- DOCUMENT SEGMENT -
☆ ☆ ☆ ☆
There are butterflies everywhere.
They dance around us through the mist as the dim rumbling swells to a roar. We turn a corner and the tranquil waters we’ve crossed via a metal walkway suddenly give way to the staggering sight and sound of Garganta del Diablo — the Devil’s Throat. We stand on the Argentine viewing platform, dazzled by the great maw of tumbling, thundering water. It’s the climax of our day of wonder at Iguazu Falls.
A two-hour flight from Buenos Aires is the gateway to this South American bucket list adventure at Iguazu National Park on the Argentinian side of the border with Brazil. From our rainforest accommodation just outside Puerto Iguazu we clatter along the red-dust roads in a coach that picks up other travellers along the way. At the stone and timber Iguazu National Park Visitor Centre we find maps and information and decide our plan of attack.
There is a range of tours that you can pre-book online, at your accommodation, or at the Visitor Centre. We opt for a morning of DIY exploration, along with an inflatable boat ride on the Iguazu River and a trip on the Rainforest Ecological Train to the Devil’s Throat as our ultimate adventure. We begin with a stroll along the Upper Trail and are met at every turn with vast curtains of cascading water, swirling mist and rainbows hanging in the air. It is indescribably beautiful.
In 2011 Iguazu Falls was recognised as one of the New Seven Wonders of Nature, and it’s not hard to see why. Depending on rainfall and the time of year there are between 150 and 300 separate waterfalls in the national park (most on the Argentinian side), which was created in 1934 and declared a World Heritage Site in 1984. Walkways are well-maintained and accessible for most people. Maps and signs in English and Spanish dot the routes. Modern facilities, cafes and seating areas sit inconspicuously beside the rainforest, which is home to wildlife such as jaguars, monkeys and tapirs. I’m determined to spot a toucan before the day is through!
☆ ☆ ☆ ☆
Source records
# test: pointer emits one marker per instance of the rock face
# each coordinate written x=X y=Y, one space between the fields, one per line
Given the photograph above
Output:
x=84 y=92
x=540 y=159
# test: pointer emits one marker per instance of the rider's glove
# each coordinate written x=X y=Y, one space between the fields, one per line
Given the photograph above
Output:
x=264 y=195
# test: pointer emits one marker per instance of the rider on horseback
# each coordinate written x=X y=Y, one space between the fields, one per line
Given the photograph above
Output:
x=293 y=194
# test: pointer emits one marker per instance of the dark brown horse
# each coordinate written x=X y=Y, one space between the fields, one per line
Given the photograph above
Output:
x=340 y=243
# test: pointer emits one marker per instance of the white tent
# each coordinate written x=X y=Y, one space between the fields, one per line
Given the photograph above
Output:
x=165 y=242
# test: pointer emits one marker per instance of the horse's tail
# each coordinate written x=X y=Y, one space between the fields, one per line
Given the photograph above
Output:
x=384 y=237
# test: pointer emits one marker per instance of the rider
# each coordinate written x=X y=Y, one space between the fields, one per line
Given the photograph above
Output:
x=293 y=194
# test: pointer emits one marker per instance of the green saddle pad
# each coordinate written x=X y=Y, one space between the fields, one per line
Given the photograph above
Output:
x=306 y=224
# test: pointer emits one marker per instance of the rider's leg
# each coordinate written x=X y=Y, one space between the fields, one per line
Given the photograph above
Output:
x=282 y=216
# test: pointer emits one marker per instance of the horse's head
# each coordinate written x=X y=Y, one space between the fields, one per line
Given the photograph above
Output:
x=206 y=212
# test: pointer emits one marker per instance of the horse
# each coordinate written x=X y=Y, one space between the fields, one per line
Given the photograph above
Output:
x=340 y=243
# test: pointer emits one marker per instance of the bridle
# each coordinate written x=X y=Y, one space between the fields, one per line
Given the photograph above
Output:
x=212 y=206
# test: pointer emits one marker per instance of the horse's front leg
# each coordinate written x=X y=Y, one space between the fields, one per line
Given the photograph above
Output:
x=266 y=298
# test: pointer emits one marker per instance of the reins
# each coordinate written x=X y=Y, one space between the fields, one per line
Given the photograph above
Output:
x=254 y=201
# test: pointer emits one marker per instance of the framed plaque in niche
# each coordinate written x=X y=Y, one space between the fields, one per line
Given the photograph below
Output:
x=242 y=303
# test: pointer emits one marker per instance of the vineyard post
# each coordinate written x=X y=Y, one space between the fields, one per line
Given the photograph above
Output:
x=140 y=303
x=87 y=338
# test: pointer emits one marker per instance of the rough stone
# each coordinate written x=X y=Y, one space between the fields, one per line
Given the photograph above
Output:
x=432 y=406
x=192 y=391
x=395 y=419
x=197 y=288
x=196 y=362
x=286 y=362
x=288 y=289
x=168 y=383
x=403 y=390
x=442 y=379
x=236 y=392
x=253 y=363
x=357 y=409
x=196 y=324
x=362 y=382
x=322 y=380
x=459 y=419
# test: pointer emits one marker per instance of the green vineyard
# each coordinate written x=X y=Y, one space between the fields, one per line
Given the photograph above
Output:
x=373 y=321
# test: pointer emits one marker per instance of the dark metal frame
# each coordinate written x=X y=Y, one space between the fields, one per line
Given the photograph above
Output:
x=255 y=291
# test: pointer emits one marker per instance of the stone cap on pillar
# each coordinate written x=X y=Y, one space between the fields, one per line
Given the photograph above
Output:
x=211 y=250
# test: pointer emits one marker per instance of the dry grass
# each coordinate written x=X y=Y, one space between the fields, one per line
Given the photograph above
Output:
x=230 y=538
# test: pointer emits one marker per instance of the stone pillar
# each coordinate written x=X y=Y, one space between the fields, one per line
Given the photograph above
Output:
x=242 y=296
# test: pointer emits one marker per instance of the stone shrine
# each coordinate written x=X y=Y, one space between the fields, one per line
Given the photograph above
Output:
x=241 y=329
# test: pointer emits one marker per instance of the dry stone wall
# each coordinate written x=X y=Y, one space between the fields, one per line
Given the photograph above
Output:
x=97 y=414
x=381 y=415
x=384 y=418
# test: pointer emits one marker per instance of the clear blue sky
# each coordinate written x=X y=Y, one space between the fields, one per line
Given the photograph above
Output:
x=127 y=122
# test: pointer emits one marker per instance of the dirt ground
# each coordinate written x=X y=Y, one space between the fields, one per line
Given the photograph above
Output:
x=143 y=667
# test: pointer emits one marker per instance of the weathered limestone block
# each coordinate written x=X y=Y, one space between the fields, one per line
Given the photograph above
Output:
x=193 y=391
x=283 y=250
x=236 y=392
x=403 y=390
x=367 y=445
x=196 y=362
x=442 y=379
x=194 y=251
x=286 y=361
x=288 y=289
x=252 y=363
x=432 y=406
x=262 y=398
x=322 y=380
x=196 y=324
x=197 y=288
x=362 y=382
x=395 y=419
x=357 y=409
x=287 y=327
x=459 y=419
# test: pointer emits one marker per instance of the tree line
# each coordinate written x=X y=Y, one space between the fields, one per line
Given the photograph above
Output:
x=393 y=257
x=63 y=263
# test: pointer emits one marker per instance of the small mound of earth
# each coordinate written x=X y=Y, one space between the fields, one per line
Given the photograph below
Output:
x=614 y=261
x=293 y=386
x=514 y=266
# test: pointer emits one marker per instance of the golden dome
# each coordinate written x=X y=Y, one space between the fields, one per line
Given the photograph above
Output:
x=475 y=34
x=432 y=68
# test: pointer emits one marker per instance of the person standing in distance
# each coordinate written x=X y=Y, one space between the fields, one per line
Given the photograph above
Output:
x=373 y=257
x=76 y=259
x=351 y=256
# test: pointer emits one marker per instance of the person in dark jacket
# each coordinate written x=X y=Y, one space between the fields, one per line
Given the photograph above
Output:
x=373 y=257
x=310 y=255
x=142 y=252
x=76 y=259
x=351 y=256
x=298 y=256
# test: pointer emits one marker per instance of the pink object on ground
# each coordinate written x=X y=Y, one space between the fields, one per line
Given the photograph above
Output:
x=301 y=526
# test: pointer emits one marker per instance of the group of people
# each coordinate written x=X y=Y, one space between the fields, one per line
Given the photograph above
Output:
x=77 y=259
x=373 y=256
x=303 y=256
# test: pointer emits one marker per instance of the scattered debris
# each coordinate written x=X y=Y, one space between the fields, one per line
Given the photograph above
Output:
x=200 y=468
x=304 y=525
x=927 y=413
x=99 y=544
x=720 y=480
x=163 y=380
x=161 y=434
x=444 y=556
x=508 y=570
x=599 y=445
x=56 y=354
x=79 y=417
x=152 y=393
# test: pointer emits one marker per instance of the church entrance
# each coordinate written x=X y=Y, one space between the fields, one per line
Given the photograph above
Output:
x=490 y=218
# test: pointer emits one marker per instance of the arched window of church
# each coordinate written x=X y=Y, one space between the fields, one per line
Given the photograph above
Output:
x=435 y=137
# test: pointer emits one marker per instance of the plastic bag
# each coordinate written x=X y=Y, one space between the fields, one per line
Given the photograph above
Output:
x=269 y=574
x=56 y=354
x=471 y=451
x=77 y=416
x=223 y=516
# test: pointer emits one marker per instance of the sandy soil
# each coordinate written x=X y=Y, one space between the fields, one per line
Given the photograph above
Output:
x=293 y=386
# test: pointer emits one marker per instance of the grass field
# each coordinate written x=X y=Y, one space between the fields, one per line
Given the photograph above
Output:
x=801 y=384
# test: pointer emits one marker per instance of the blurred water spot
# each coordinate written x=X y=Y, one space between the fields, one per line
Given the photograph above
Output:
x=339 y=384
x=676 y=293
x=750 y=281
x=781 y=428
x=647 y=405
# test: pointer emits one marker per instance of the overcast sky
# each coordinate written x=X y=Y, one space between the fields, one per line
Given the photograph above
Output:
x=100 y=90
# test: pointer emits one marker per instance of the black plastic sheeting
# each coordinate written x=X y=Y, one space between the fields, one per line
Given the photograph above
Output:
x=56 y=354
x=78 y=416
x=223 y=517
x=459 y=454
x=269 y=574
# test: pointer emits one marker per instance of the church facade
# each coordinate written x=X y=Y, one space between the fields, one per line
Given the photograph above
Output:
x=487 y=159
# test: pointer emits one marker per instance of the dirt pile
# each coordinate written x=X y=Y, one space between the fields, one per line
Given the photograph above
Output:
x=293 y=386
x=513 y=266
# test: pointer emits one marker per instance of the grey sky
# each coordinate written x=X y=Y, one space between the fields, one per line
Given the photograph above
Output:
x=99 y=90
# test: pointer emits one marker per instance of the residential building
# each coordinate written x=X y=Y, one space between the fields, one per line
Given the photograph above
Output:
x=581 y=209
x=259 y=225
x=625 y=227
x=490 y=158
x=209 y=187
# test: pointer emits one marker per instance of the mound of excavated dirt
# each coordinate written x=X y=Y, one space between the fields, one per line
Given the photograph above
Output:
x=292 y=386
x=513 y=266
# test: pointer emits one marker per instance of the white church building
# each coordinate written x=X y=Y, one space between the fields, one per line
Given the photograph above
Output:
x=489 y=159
☆ ☆ ☆ ☆
- EXERCISE TASK A -
Condense the paragraph of the Iguazu Falls travel piece beginning "In 2011 Iguazu Falls was recognised" into a bulleted list that keeps its main facts.
- EXERCISE TASK B -
Write the next part of the Iguazu Falls travel piece, picking up after its final sentence.
These rows have no connection to the Iguazu Falls travel piece.

- EXERCISE OUTPUT A -
- Iguazu Falls was recognized as one of the New Seven Wonders of Nature in 2011.
- The national park has between 150 and 300 separate waterfalls, depending on rainfall and the time of year, and most are on the Argentinian side.
- The park was created in 1934 and declared a World Heritage Site in 1984.
- Walkways are well maintained and accessible for most people, with maps and signs in English and Spanish along the routes.
- Modern facilities, cafes and seating areas sit inconspicuously beside the rainforest.
- The rainforest is home to wildlife such as jaguars, monkeys and tapirs.
- The writer is determined to spot a toucan before the day is over.

- EXERCISE OUTPUT B -
We stop at a cafe for an early lunch of empanadas, getting up close and personal with some of the local coatis (members of the raccoon family) who emerge from the rainforest daily at lunchtime seeking scraps. As we watch, thinking how cute they are, one daring member of the group jumps onto a chair and attempts to steal food from a small child! Once they’ve had their fill they scurry back into the jungle with a swish of their furry tails.
We continue our journey via the Lower Trail where we can fully appreciate the incredible scope of the waterfalls. Here we don raincoats, stow our gear in waterproof bags and hop aboard an inflatable boat for our river excursion. Our driver takes us sedately past San Martin Island towards the falls on the Brazilian side, then ups the tempo with some accelerated turns, and finishes with a drenching underneath a waterfall. I’m amazed at the power of the rushing water, which leaves me gasping for breath.
We are soaked to the skin but soon dry off in the sunshine as we head back up the trail to board our train to the Devils’s Throat station, a few kilometres away. We sit on timber bench seats and take in the beauty of the surrounding rainforest as the open-sided train lumbers along at a leisurely pace. I spy a monkey swinging through the trees but, sadly, no toucans.
We alight and embark on the twenty-minute walk through forest and over streams to the Devil’s Throat waterfall. At almost 700 metres wide and 82 metres high, this horseshoe-shaped wonder is the park’s pièce de résistance.
Despite years of imagining what this will be like I am totally unprepared for the scale and majesty of the falls — and the roar that fills my ears. The view across to Brazil is breathtaking. No-one on the viewing platform speaks. Awestruck, everyone simply attempts to take in the spectacle.
We linger for as long as we can but have to make way so others can also enjoy the splendour. Iguazu Falls is a pageant of nature that is almost impossible to describe. Add it to your bucket list!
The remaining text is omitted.